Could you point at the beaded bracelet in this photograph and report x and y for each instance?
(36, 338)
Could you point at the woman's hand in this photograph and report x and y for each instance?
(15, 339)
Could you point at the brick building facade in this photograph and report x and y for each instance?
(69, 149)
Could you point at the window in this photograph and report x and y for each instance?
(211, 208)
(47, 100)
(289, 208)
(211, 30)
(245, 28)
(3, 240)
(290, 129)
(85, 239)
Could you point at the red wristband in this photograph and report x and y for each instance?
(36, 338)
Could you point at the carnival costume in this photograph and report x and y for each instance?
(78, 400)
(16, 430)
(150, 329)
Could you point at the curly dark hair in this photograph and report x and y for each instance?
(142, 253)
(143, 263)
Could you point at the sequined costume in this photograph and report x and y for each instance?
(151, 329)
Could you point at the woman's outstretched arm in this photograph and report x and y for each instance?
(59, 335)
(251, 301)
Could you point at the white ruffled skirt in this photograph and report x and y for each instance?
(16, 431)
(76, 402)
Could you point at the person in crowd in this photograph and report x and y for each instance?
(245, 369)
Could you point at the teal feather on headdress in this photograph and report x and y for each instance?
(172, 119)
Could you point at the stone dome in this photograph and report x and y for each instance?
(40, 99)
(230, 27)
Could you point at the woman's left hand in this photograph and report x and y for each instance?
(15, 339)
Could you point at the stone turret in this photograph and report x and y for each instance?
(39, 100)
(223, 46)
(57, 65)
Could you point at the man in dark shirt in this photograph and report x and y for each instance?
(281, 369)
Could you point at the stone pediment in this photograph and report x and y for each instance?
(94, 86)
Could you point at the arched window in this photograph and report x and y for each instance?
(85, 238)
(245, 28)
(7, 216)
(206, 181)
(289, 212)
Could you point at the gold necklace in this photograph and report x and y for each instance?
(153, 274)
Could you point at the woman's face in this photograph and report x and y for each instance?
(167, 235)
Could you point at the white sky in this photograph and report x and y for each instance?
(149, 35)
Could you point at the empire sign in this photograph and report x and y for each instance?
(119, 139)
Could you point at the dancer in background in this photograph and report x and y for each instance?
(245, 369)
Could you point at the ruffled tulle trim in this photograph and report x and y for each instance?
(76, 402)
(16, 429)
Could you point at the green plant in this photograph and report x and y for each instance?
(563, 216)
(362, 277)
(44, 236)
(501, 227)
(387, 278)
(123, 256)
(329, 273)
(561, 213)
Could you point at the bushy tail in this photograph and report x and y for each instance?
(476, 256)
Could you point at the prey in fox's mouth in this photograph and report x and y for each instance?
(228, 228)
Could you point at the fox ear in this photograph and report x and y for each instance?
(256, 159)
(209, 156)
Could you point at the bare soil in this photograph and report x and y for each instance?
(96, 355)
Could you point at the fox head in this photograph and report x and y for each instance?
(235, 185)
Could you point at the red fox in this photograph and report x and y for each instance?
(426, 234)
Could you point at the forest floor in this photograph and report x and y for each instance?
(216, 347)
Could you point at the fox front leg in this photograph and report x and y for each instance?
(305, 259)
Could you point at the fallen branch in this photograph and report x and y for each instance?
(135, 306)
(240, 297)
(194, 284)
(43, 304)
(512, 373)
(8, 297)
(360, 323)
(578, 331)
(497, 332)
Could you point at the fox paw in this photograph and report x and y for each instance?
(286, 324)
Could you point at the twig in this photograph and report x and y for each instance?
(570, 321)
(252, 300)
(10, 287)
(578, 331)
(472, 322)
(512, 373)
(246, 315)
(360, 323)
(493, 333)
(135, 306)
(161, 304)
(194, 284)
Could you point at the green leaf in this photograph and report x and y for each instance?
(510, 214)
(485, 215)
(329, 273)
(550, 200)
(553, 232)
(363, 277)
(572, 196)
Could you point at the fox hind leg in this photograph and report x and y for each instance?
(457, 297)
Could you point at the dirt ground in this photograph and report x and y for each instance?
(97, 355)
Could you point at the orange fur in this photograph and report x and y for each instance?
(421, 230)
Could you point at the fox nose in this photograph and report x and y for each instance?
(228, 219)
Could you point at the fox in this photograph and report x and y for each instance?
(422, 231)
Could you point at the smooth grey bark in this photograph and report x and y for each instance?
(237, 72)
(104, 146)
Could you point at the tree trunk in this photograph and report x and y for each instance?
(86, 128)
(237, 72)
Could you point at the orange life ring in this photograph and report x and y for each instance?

++++++++++++++++++++

DIRECTION:
Each entry above is to be printed again exactly.

ANSWER TO THIS PROBLEM:
Could you point at the beaded bracelet in this photograph and report x and y for each instance?
(36, 338)
Could you point at the woman's hand in this photograph and report x and y for each instance?
(15, 339)
Could you point at the brick building facade in this photograph and report x and y for each instance?
(69, 149)
Could you point at the window in this photograph and report x and y for each instance?
(211, 208)
(47, 100)
(289, 208)
(211, 30)
(245, 28)
(3, 240)
(290, 129)
(85, 239)
Could you point at the red wristband in this photograph and report x and y for each instance?
(36, 338)
Could you point at the carnival costume in this photograph and report x and y for each instance?
(78, 400)
(16, 430)
(150, 329)
Could you point at the curly dark hair in this photograph and report x and y for each instance?
(142, 253)
(143, 263)
Could you point at the sequined costume in this photograph and report x and y for each instance?
(151, 329)
Could you point at the woman's outstretched arm in this photograph and report x and y for each instance?
(59, 335)
(251, 301)
Could you point at the white ruffled skirt in this photograph and report x and y for each instance?
(16, 431)
(76, 402)
Could you point at the person in crowd in this photograph and report x and y for each instance?
(245, 369)
Could you point at the teal feather on headdress in this photograph and report x and y for each instance?
(172, 119)
Could you point at the stone dome in this photograph and report x and y for each instance?
(40, 99)
(230, 27)
Could you point at the woman's left hand in this photograph and report x and y for each instance?
(15, 339)
Could you point at the stone turret in this photograph and report x and y for each instance?
(39, 100)
(223, 46)
(57, 65)
Could you point at the man in dark shirt in this photograph and report x and y for each instance?
(281, 369)
Could you point at the stone pediment in this photograph and report x and y for each instance?
(94, 86)
Could you point at the arched window in this photograph and report x and y for each instance?
(85, 238)
(245, 28)
(7, 216)
(206, 181)
(289, 212)
Could you point at the gold necklace in this photograph and report x and y for each instance?
(153, 274)
Could you point at the woman's face in this photograph and report x and y for each instance?
(167, 235)
Could you point at the white sky in this photograph and report x and y for each instance?
(149, 35)
Could you point at the empire sign in this photograph and report x and y for each instance?
(119, 139)
Could you point at the dancer in background in this photograph and report x and y for each instance?
(245, 369)
Could you point at the ruffled tulle trim in this photograph and report x and y for each instance?
(76, 402)
(16, 429)
Could you point at the green plant in this photograph and report x and y for each instance?
(563, 216)
(362, 277)
(44, 236)
(501, 227)
(387, 278)
(123, 256)
(329, 273)
(561, 213)
Could you point at the bushy tail in this photograph and report x and y for each instance?
(476, 256)
Could you point at the prey in fox's mouth in this photograph and report x and y for each instance?
(228, 228)
Could you point at the fox ear in this photograph and report x and y for each instance?
(256, 159)
(209, 156)
Could you point at the bare soil in this photograph and report x and y for each instance?
(96, 355)
Could you point at the fox head in this photograph and report x and y for each instance?
(235, 185)
Could you point at the red fox in this photograph and report x and y for each instance?
(426, 234)
Could you point at the forest floor in this photograph and report x and y for each instance?
(216, 347)
Could you point at the fox front leg in this photograph and report x and y for each instance?
(305, 259)
Could you point at the fallen branch in this photograph and report x and y for each instance?
(135, 306)
(240, 297)
(194, 284)
(43, 304)
(512, 373)
(8, 297)
(360, 323)
(578, 331)
(497, 332)
Could you point at the fox paw in this photograph and report x and y for each instance?
(286, 324)
Could you point at the twig in this photograph and report x and y for each instance?
(570, 321)
(252, 300)
(10, 287)
(578, 331)
(472, 322)
(512, 373)
(246, 315)
(360, 323)
(493, 333)
(135, 306)
(161, 304)
(194, 284)
Could you point at the green leaf in this photograph and report x and y for each instance?
(510, 214)
(485, 215)
(329, 273)
(550, 200)
(553, 232)
(363, 277)
(572, 196)
Could you point at the fox hind leg in this photograph and report x and y for each instance?
(457, 297)
Could you point at the dirt ground in this photograph and report x and y for each instance?
(97, 355)
Could you point at the orange fur in this photograph and report x and y for each instance?
(421, 230)
Could you point at the fox nose in this photograph and report x and y for each instance?
(228, 219)
Could you point at the fox in this photograph and report x and y for each instance?
(422, 231)
Could you point at the smooth grey bark in this photograph and report x and y for each instance?
(237, 72)
(104, 146)
Could you point at the tree trunk in this photograph and report x and y for each instance?
(86, 128)
(237, 72)
Could you point at the orange life ring in this photograph and report x and y for each instance?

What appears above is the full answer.